───── EXCERPTED RECORDS ─────
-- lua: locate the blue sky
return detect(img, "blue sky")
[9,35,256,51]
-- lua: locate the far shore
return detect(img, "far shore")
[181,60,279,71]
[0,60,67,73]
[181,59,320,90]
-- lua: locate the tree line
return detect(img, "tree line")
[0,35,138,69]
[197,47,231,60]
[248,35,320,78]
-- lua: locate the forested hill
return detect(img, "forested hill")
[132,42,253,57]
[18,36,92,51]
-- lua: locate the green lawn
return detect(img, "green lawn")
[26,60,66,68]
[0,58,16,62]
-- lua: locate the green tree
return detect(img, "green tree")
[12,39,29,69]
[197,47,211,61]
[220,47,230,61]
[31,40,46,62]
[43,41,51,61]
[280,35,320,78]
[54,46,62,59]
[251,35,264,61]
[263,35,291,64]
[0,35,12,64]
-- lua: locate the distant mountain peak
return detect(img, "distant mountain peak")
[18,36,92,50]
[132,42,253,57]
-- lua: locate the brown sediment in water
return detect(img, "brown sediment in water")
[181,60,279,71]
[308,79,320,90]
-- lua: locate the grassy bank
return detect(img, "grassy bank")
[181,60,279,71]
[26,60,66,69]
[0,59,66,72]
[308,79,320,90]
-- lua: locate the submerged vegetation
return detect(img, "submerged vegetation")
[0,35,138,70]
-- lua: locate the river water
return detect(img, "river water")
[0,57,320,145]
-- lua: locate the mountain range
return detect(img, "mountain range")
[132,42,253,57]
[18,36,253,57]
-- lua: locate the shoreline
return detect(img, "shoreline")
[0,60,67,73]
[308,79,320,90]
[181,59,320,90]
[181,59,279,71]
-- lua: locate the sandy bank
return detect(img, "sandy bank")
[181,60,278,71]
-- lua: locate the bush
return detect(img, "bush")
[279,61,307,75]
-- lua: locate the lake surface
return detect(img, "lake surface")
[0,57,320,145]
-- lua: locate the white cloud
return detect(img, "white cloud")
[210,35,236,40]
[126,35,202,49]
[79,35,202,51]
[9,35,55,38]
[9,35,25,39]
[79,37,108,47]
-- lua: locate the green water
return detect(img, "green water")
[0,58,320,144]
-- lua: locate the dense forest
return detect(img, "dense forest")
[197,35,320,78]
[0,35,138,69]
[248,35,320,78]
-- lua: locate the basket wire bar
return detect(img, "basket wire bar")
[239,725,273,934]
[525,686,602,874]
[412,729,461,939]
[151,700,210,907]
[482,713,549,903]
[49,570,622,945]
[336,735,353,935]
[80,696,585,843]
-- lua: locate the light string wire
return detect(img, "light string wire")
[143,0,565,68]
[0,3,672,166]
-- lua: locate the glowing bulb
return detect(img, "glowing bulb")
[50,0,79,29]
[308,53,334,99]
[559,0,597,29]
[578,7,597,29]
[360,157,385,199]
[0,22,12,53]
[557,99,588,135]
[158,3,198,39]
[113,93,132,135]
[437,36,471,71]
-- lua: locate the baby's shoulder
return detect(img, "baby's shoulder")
─────
→ **STATED TASK**: Rescale the material from the line that has "-- lua: locate the submerged vegetation" through the line that has "[18,36,253,57]". Copy out every line in that span, changing only the bounding box coordinates: multiply each by 1.9 and round to a whole number, with halves rounding up.

→ **RESPONSE TO THIS TASK**:
-- lua: locate the submerged vegetation
return detect(img, "submerged vegetation")
[0,67,262,133]
-- lua: locate the river water
return detect(img, "river water")
[0,108,608,276]
-- lua: locate the mountain range
return detect(img, "mountain range")
[251,80,481,108]
[34,68,481,108]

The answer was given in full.